Referring expression pointing data

* * * * *

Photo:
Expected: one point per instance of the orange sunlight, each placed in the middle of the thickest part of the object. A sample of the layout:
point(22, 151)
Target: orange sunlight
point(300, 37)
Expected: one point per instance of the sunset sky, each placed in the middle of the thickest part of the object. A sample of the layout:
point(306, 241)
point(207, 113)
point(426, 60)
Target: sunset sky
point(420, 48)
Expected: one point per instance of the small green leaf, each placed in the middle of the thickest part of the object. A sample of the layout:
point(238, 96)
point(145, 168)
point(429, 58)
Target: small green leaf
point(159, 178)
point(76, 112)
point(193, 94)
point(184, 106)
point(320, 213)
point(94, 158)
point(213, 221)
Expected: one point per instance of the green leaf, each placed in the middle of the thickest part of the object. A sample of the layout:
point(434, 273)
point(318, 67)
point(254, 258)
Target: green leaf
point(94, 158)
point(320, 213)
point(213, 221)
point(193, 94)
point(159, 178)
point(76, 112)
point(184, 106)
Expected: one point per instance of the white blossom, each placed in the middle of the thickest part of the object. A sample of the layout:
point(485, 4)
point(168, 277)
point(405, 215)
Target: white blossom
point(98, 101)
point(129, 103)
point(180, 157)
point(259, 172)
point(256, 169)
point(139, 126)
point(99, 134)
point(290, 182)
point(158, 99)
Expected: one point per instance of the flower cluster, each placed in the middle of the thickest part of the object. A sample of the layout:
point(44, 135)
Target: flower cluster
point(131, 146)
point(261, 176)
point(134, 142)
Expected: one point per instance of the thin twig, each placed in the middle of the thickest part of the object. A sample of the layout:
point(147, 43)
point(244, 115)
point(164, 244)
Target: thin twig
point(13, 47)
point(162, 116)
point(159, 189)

* * * * *

#### Work instructions
Write out the lines above, starting at the line that contains "point(429, 58)" and ending with the final line, and nothing else; copy them exactly.

#### Output of the exercise
point(429, 58)
Target: small green leaf
point(159, 178)
point(76, 112)
point(193, 94)
point(184, 106)
point(320, 213)
point(94, 158)
point(213, 221)
Expected: one point per instance of the green leaf, each placed in the middle of the thickest part of the object. A sample of the layout:
point(434, 273)
point(318, 67)
point(254, 258)
Target: green leaf
point(94, 158)
point(320, 213)
point(213, 221)
point(193, 94)
point(159, 178)
point(76, 112)
point(184, 106)
Expected: one point per instance of the white blossom, each placed in the middle of the thickest part of the object. A sample of the layout:
point(485, 4)
point(168, 277)
point(405, 215)
Target: white blossom
point(98, 101)
point(129, 103)
point(180, 157)
point(259, 172)
point(256, 169)
point(139, 126)
point(99, 134)
point(290, 182)
point(158, 99)
Expected: one point per instance of the flower cluster, each placed in the middle of the thickest part of the object. A sample of the layout:
point(44, 135)
Target: flower cluster
point(131, 146)
point(261, 176)
point(134, 142)
Expected: one point per instance of the thin twig, each placed in the middle of the thickest part of the object. A sample of the layout:
point(147, 43)
point(244, 115)
point(164, 244)
Target: thin twig
point(13, 47)
point(162, 116)
point(159, 189)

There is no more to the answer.